◆ **Goal A**: In the engine teardown notes, what piston-to-bore clearance was found, and what maximum clearance is preferred?
◆ **Goal B**: Continue the engine teardown notes from the point where they end.

--- start of Document section ---

The combustion chamber on #2 cyl shows an awful lot of build-up for only 1500 miles....Also, the lack of carbon in the burn area shows leaking coolant.



Piston top is "steamed clean" compared to #4....but notice each show some coolant leakage into the cyl (where the piston top is clean).



Effects of the reversion pulse that carried the coolant steam up into the intake port & further into the intake manifold. The coolant was only leaking into the cylinder, but the reversion pulse carries some back into the intake (and can with oil as well).



And the intake port for #4 right next to it shows oil build-up and very little steam reversion.

Only #2 was leaking real bad, but all 8 show signs of some seepage.

I also found that the piston to cyl bore clearance is excessive a .0055 when .0035 is the max I like to see so it allowed the rings to flutter and #2 top ring was stuck in the groove and allowed the oil consumption.

--- end of Document section ---
--- start of Recorded data ---

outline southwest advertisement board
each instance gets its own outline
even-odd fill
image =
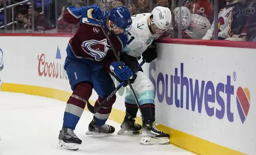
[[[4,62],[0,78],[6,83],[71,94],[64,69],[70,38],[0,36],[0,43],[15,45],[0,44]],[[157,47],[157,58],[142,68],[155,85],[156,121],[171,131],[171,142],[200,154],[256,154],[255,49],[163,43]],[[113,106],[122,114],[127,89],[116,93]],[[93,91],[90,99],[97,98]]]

--- end of Recorded data ---
--- start of Recorded data ---

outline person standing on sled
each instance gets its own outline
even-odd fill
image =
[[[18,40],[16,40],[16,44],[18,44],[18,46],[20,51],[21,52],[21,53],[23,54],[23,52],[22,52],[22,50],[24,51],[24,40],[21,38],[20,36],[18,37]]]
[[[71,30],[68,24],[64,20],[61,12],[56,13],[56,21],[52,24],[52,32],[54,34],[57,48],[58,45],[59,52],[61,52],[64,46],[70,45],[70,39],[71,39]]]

--- end of Recorded data ---

◆ **Right answer A**: The clearance was .0055, while .0035 is the preferred maximum.

◆ **Right answer B**:
Other than these issues, it was a forged build with top quality parts and the rod & main journals & bearings show very little wear so I would attribute this to a "production" builder that puts out qty to be price competitive since the time it takes to check & double check tolerances, and then to order an oversize piston/ring set when the machining was done more than expected does not allow a builder to compete price wise with the other volume builders.

This is NOT real common, but is seen far more than it should be and NO, I will not post the name of the builder as I see some great builds come from them.....and rarely see this.

This is seen more with the low-priced bargin advertised engines & short blocks from the big-name volume builders or the shops that have regular techs attempt to do the engine building.

This post is only to show an example of what can cause some of the issues this thread is dealing with. This engine shows clearly the reversion pulses you here me talk about and leave some thinking...what???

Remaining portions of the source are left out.